### [PROBLEMS TO SOLVE]
1/ In the piranha identification thread, what feature does InSinUAsian point to as showing that the fish are spilos?
2/ Do these statements agree with the piranha identification thread? (a) largemouth bought the fish as ternetzi for $140. (b) Grosse Gurke is sure the fish are spilos. (c) Neoplasia finds the posted pictures clear enough to make an identification. Give yes or no for each, with the deciding words from the thread.
3/ Can you carry on the piranha identification thread after its last post?

### [SOURCE DOCUMENT]
——

# ternetzi or gold spilo?



## largemouth (Apr 20, 2003)

How would you go about telling if some baby p's were ternetzi or spilo's? I have three new little guys, and was wondering what the best way to tell is. I will post pics in a few minutes.


----------



## largemouth (Apr 20, 2003)




----------



## InSinUAsian (Jan 3, 2003)

Those are spilos. You can tell by the clear terminal band at the end of the tail fin.

~Dj


----------



## Grosse Gurke (Jan 3, 2003)

InSinUAsian said:


> Those are spilos. You can tell by the clear terminal band at the end of the tail fin.
> 
> ~Dj


 That was my first thought, but it is only a guess, it is very hard to tell at that size....I think.


----------



## largemouth (Apr 20, 2003)

Damnit, they better not be spilos. I bought them as ternetzi from Shark Aquarium for $140. I guess I'll have to wait and see.


----------



## Neoplasia (Feb 16, 2003)

You need clearer pictures, it's impossible to tell one way or the other from these.


----------



## largemouth (Apr 20, 2003)

I'll see what I can do. Is there a certain part of the fish that I should get close ups of?

——

[Region labeling records]
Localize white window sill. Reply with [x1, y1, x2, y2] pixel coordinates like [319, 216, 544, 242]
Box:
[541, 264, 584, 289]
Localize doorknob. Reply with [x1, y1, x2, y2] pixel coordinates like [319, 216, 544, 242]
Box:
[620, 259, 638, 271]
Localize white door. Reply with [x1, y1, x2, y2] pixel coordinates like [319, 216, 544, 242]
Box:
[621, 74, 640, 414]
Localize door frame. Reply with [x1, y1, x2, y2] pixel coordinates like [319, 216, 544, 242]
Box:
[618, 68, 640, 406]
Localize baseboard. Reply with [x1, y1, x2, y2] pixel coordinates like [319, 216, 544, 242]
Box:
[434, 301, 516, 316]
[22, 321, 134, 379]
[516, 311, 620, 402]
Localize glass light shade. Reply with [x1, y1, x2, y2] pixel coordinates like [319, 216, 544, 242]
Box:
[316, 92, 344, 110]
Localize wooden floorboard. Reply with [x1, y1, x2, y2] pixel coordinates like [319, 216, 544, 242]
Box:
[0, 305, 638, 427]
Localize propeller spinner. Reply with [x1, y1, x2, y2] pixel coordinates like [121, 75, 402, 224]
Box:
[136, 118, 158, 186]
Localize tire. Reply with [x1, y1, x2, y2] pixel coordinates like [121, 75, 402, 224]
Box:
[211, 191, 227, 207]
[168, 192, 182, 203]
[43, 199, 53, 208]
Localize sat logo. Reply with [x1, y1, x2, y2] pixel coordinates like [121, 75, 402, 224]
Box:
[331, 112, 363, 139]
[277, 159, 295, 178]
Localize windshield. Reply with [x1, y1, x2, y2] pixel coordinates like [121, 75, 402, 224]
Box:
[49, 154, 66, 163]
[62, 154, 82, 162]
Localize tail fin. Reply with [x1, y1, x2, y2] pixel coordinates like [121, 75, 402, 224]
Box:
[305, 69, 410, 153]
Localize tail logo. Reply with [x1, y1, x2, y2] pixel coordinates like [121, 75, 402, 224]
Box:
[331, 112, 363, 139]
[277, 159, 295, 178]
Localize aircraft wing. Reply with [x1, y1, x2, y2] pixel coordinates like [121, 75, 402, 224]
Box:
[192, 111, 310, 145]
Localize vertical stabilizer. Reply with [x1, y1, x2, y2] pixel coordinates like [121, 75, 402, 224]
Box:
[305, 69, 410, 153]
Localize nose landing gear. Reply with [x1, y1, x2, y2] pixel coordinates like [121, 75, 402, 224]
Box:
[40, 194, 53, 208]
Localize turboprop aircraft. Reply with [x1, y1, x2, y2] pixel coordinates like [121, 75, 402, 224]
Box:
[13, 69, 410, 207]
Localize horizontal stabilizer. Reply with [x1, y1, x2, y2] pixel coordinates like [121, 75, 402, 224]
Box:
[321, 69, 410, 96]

——

### [RESULTS]
1/ The clear terminal band at the end of the tail fin.

2/
(a) Yes: "I bought them as ternetzi from Shark Aquarium for $140."
(b) No: "it is only a guess, it is very hard to tell at that size....I think."
(c) No: "You need clearer pictures, it's impossible to tell one way or the other from these."

3/
----------



## Poseidon X (Jan 31, 2003)

A few months ago George sold a bunch of Spilos as Yellow Natterii. You though he would have learned his lesson and not made the same mistake twice.


----------



## InSinUAsian (Jan 3, 2003)

largemouth said:


> I bought them as ternetzi from Shark Aquarium for $140.


 It does sound like the incedent that occured a few months ago.























~Dj


----------



## thePACK (Jan 3, 2003)

yeah if you can get more pic up it would be more helpful...


----------



## Neoplasia (Feb 16, 2003)

largemouth said:
 

> I'll see what I can do. Is there a certain part of the fish that I should get close ups of?


 A good, full side shot would be nice. Also what size are they? I don't see it mentioned anywhere.


----------



## largemouth (Apr 20, 2003)

I don't think I'm going to be able to get better pics right now. They are real small and hide most of the time. The first photo up top is the best pic. The anal fins on these guys are actually reddish. Neo, they are about 1.25"-1.5".


----------



## largemouth (Apr 20, 2003)

I was able to grab one out of the tank and get some pics. Let me know if this helps.


----------



## thePACK (Jan 3, 2003)

that looks like a spilo........


----------



## InSinUAsian (Jan 3, 2003)

Yeah, i think so too. Looks like my spilos when I first got them.


----------



## Honda99_300ex (Apr 18, 2003)

it's kinda confusing actually, it looks like a spilo, but has a tall body, and mine doesnt, and it's around that size...hmmmmmmmmmm


----------



## InSinUAsian (Jan 3, 2003)

It does have kinda tall body, but it looks like the belly is full. That might give the tall look.

~Dj


----------



## hastatus (Jan 16, 2003)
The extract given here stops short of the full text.